## Start Data supplied
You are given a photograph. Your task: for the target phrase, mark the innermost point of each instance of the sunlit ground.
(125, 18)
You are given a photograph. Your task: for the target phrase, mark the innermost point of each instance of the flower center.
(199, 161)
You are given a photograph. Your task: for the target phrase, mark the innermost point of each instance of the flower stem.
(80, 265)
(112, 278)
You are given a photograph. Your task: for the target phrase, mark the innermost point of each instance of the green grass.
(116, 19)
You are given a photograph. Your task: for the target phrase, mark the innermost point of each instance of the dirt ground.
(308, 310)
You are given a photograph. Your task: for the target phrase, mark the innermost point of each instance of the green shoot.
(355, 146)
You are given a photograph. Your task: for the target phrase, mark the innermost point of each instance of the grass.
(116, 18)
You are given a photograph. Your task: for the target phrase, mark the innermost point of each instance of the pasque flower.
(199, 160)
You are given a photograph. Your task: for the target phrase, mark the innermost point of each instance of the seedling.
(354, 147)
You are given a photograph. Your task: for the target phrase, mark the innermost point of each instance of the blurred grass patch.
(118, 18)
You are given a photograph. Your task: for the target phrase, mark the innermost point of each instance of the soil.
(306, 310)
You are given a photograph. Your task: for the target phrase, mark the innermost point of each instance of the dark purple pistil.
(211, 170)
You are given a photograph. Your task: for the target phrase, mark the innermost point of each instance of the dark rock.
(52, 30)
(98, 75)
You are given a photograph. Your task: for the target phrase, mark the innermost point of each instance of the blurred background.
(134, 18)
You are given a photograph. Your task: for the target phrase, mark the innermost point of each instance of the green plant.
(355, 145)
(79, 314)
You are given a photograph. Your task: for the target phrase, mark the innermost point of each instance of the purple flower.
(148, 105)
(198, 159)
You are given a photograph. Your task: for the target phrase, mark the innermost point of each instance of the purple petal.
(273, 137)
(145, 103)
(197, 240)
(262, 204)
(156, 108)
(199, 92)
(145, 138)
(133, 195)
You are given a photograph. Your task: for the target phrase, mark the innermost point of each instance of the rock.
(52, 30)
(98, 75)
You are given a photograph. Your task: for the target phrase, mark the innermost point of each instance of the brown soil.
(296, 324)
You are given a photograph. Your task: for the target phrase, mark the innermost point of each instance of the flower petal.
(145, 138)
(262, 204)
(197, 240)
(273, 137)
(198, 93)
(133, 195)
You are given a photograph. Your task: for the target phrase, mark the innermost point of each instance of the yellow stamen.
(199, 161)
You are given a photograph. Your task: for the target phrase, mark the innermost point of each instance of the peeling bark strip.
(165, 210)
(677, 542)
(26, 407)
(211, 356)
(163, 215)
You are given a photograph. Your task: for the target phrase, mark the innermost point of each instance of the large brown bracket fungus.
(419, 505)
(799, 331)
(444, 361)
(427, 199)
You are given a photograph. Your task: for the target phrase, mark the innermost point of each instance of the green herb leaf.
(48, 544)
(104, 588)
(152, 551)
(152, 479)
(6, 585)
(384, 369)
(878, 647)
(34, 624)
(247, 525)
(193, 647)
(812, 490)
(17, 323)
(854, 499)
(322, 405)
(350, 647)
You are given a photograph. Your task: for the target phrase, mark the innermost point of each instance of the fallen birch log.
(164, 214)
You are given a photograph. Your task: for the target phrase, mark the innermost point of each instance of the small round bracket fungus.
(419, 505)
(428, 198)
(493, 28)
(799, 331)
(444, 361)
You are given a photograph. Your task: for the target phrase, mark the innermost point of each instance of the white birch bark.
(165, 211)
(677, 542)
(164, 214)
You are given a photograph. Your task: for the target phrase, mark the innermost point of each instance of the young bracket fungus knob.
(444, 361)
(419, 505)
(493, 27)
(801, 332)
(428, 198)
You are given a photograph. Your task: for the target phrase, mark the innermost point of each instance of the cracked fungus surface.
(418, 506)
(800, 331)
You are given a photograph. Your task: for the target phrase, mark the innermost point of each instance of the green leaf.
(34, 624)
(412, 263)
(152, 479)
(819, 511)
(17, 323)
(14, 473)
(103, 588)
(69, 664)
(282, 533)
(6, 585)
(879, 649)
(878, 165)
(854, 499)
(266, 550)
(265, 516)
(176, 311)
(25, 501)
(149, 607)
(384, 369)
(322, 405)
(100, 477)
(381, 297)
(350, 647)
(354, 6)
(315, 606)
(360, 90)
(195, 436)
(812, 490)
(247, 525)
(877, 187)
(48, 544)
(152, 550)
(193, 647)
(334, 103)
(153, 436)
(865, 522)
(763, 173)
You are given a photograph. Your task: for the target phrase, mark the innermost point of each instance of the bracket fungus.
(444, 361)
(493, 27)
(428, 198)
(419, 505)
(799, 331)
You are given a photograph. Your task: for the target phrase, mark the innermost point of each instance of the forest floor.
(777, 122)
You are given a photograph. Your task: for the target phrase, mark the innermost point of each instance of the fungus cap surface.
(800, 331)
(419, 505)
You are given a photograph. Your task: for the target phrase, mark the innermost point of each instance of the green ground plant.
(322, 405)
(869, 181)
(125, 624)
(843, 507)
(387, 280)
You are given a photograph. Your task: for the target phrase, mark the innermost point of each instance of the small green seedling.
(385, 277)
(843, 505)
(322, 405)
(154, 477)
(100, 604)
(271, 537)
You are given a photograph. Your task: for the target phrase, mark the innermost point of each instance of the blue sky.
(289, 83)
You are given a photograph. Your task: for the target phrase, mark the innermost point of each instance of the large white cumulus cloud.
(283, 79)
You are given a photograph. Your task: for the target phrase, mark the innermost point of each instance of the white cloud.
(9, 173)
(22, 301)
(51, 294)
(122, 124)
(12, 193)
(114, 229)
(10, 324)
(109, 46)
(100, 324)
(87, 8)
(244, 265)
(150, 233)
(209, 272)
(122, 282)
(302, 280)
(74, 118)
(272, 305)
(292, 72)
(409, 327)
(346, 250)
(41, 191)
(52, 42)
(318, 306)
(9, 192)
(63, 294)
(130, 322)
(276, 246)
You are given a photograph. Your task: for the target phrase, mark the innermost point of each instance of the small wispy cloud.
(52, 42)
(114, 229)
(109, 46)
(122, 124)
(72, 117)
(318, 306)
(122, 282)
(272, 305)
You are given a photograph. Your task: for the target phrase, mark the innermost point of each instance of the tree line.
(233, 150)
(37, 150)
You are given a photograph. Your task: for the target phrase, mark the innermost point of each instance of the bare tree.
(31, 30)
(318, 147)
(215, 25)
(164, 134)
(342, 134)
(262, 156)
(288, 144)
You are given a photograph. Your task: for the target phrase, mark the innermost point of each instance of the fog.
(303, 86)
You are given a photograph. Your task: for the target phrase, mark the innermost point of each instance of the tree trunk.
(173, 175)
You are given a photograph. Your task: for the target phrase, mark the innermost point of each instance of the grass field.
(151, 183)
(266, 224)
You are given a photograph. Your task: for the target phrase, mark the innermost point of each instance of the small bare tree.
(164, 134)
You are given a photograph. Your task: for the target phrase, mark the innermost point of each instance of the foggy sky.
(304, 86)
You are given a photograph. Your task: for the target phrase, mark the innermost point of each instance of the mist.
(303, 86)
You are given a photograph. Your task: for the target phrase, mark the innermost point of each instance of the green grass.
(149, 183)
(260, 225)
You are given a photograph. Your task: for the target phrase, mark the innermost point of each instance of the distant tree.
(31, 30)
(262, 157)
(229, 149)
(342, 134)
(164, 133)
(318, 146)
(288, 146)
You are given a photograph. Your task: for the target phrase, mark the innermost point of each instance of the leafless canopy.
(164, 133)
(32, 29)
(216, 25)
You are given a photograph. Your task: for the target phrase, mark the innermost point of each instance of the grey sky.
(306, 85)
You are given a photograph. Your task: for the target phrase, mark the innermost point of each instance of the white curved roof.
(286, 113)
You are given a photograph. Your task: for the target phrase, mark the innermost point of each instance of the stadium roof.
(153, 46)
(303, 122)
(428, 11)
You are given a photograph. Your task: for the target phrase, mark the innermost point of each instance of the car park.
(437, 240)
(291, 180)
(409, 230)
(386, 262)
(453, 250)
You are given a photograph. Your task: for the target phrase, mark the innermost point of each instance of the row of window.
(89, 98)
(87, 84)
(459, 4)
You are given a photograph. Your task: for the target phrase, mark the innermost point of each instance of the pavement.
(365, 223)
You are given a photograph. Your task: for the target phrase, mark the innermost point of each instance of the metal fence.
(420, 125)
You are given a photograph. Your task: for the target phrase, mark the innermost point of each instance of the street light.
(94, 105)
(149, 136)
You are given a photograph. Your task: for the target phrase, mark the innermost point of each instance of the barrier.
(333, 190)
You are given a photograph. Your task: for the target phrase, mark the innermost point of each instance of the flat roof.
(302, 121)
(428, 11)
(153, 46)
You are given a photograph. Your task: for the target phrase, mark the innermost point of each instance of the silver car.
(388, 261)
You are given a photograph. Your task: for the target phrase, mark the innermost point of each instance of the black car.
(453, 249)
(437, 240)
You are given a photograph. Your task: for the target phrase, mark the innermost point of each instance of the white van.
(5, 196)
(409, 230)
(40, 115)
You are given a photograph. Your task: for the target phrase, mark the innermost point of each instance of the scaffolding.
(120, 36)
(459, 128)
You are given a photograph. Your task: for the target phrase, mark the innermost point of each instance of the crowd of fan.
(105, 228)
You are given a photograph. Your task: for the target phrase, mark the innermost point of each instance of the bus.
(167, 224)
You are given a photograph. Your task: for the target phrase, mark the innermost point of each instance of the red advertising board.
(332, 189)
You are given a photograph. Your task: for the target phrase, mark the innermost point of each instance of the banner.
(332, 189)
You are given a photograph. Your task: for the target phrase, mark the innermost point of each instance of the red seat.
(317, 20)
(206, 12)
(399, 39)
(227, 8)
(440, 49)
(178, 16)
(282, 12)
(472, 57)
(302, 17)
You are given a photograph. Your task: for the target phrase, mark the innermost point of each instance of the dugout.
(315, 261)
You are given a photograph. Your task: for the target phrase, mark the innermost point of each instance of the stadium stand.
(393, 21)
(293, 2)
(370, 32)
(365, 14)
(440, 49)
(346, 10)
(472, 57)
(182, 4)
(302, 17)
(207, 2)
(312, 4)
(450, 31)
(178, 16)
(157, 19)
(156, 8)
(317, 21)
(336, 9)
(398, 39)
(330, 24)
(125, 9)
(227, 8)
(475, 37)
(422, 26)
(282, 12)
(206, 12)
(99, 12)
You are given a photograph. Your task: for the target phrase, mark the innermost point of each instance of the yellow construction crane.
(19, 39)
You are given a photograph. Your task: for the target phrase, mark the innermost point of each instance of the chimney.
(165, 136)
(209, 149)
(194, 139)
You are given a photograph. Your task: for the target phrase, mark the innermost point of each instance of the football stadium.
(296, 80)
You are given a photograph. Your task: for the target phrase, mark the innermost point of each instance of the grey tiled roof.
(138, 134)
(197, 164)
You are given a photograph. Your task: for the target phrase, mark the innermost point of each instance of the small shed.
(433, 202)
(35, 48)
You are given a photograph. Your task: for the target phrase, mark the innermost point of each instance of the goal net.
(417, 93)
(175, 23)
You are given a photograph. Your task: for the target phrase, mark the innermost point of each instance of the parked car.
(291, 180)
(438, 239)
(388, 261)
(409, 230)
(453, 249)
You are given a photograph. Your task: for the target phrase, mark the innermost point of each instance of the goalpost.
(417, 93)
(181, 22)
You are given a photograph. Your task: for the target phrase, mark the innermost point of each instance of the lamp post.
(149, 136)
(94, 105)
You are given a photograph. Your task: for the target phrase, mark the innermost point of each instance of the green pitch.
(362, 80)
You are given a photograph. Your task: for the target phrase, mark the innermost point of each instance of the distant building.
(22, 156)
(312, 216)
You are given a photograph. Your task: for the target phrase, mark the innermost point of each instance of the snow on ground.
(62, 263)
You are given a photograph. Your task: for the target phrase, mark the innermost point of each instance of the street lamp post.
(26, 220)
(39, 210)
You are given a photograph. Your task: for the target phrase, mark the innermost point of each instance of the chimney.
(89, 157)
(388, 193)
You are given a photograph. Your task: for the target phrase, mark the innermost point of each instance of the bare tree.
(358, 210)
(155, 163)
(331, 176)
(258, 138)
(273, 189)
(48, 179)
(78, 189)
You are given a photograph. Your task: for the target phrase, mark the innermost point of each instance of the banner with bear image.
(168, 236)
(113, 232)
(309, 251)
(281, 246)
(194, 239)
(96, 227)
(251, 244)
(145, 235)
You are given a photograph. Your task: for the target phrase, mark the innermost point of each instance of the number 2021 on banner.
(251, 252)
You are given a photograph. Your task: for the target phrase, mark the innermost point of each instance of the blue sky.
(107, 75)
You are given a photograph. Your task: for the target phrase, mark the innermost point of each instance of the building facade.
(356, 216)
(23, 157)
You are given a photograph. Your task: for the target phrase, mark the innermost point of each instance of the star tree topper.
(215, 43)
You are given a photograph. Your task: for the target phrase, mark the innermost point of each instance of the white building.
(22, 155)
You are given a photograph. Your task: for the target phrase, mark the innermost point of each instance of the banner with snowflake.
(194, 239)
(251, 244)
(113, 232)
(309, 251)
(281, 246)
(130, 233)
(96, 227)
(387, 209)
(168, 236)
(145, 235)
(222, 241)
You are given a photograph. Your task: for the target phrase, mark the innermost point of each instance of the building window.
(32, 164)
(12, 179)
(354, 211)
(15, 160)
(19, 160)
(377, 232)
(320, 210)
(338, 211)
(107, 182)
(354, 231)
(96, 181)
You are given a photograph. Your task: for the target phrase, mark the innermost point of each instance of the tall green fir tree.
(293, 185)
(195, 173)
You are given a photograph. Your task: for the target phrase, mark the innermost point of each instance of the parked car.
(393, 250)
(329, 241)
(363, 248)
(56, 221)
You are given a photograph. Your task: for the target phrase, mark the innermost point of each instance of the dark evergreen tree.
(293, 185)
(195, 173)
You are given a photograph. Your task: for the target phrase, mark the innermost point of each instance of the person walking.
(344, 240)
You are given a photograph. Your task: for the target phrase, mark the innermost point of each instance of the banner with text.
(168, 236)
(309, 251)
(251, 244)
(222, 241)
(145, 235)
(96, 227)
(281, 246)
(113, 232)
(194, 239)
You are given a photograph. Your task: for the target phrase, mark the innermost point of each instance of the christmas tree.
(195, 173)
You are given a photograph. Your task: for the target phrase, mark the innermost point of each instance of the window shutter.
## End Data supplied
◆ **Required task**:
Find the line containing "the white building.". Reproduce it exactly, along with every line after it through the last.

◆ **Expected answer**:
You are given a photograph. Your task: for the target phrase, mark the innermost point of each instance of the white building.
(22, 155)
You are given a photograph. Your task: for the target phrase, mark the innermost point of each instance of the banner with snowflake.
(194, 239)
(251, 244)
(113, 232)
(309, 251)
(281, 246)
(130, 233)
(96, 227)
(387, 209)
(168, 236)
(145, 235)
(222, 241)
You are given a photograph. Your task: for the target phrase, mark the innermost point of each instance of the building window.
(32, 164)
(12, 179)
(354, 211)
(15, 160)
(19, 160)
(377, 232)
(320, 210)
(338, 211)
(107, 182)
(354, 231)
(96, 181)
You are given a photograph. Your task: for the target phrase, mark the innermost point of each instance of the tall green fir tree.
(293, 185)
(195, 173)
You are given a photograph. Your task: for the target phrase, mark the innermost point of each instance of the parked car.
(393, 250)
(329, 241)
(363, 248)
(56, 221)
You are given a photograph. Your task: for the target phrase, mark the innermost point of each instance of the dark evergreen tree.
(293, 185)
(195, 173)
You are given a photograph. Your task: for the target phrase, mark the innermost point of each instance of the person walking.
(344, 240)
You are given a photograph. Your task: for the target phrase, mark the innermost point of each instance of the banner with text.
(168, 236)
(309, 251)
(251, 244)
(222, 241)
(145, 235)
(96, 227)
(281, 246)
(113, 232)
(194, 239)
You are given a photograph. Your task: for the target phrase, mark the innermost point of each instance of the christmas tree.
(195, 173)
You are given a photograph. Your task: for the target phrase, mark the innermost point of each instance of the window shutter.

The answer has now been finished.